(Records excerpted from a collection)
━━━━━━━━━━
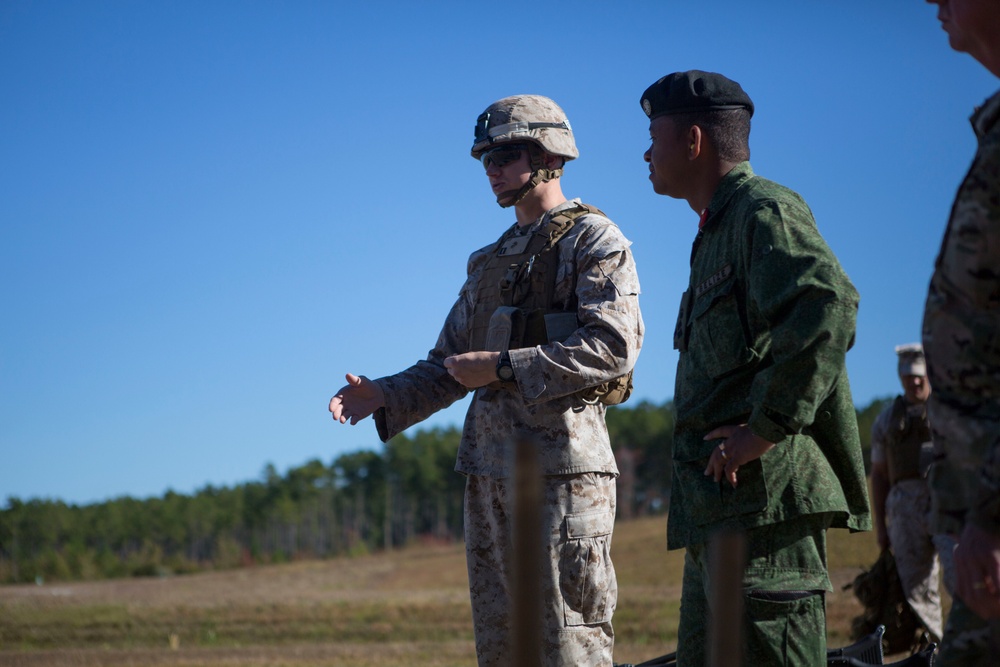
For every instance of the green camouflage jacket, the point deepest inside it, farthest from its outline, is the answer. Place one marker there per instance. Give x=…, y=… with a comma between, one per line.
x=962, y=343
x=763, y=331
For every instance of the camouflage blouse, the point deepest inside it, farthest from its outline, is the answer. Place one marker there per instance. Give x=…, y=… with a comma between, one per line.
x=763, y=332
x=962, y=343
x=597, y=272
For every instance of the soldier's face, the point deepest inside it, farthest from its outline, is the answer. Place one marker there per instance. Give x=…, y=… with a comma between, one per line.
x=667, y=157
x=510, y=176
x=971, y=24
x=916, y=388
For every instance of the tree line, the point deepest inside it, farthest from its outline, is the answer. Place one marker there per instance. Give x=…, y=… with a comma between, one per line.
x=362, y=501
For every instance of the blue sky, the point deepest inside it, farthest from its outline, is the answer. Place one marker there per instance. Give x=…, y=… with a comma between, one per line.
x=210, y=211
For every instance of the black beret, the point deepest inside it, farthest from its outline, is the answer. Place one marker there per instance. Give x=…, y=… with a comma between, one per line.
x=685, y=92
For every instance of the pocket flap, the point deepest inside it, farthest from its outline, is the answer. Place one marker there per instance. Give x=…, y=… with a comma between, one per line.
x=705, y=301
x=589, y=524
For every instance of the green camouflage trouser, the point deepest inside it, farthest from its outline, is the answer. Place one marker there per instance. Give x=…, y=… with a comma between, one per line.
x=578, y=590
x=783, y=602
x=966, y=640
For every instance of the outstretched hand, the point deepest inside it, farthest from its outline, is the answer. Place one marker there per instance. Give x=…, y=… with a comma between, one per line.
x=357, y=400
x=739, y=446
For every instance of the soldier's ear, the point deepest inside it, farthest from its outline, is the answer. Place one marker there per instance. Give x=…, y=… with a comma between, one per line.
x=695, y=139
x=554, y=161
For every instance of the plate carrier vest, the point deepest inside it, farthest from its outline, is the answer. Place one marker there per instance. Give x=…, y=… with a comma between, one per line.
x=515, y=305
x=907, y=442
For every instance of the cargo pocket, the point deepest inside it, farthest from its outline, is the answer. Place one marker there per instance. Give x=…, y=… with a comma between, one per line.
x=785, y=631
x=717, y=331
x=586, y=575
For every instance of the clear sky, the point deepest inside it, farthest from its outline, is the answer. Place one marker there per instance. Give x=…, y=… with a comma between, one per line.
x=210, y=211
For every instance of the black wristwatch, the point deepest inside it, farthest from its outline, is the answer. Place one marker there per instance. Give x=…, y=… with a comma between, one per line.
x=505, y=372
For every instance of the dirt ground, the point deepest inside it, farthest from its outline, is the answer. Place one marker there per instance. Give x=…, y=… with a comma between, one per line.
x=408, y=607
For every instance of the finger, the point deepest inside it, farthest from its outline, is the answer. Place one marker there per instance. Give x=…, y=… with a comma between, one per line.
x=721, y=432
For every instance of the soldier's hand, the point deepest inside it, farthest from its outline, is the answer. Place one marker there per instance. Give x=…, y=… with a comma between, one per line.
x=977, y=571
x=739, y=446
x=357, y=400
x=473, y=369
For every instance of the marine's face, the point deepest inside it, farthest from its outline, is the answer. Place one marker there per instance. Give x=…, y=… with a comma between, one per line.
x=970, y=24
x=504, y=175
x=916, y=388
x=667, y=156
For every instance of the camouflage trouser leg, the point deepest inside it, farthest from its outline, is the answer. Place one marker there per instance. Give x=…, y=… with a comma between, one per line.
x=966, y=640
x=784, y=557
x=578, y=588
x=907, y=510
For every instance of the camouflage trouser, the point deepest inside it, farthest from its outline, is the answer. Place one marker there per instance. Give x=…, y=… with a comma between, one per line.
x=916, y=551
x=966, y=640
x=784, y=605
x=578, y=590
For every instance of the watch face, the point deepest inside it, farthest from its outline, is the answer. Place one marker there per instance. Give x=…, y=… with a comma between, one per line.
x=505, y=372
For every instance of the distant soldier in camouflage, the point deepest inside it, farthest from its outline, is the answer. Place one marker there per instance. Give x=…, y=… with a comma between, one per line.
x=962, y=342
x=901, y=454
x=545, y=331
x=766, y=437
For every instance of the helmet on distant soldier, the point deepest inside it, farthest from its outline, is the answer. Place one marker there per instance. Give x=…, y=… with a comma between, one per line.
x=533, y=120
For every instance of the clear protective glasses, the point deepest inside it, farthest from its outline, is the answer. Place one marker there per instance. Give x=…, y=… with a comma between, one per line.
x=502, y=155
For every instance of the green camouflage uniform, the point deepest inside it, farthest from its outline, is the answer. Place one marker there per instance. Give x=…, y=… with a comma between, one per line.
x=962, y=345
x=763, y=331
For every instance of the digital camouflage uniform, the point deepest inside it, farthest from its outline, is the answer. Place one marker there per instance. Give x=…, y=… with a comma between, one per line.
x=961, y=341
x=920, y=554
x=596, y=276
x=763, y=331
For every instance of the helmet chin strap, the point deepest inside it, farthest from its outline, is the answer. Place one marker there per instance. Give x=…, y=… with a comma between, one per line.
x=539, y=174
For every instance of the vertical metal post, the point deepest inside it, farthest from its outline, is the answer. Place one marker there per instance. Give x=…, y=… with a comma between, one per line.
x=526, y=568
x=727, y=555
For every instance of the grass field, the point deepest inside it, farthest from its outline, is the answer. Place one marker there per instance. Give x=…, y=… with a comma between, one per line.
x=409, y=607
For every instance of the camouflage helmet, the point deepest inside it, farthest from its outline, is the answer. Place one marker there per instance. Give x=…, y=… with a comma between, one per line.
x=525, y=118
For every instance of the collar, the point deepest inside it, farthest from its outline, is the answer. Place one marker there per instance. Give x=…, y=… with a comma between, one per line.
x=985, y=118
x=728, y=186
x=544, y=219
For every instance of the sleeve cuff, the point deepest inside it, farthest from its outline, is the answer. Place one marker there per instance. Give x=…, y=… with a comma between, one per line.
x=765, y=427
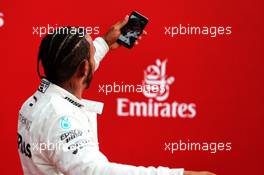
━━━━━━━━━━
→ Goal of the exercise: Find each line in the entries above that contains the word "pocket" and copy it in full; the match is case-sensitive.

→ Complete response:
For every instance of the pocket flap, the point deepest inside it, farthest from its outline, is the answer. Place one marker there per instance. Give x=…, y=… with a comma between, one per line.
For every instance of the cargo pocket, the point deepest inside it, farthest from its outline, is the answer. Place one marker there per instance. Give x=…, y=… with a comma between, one per line.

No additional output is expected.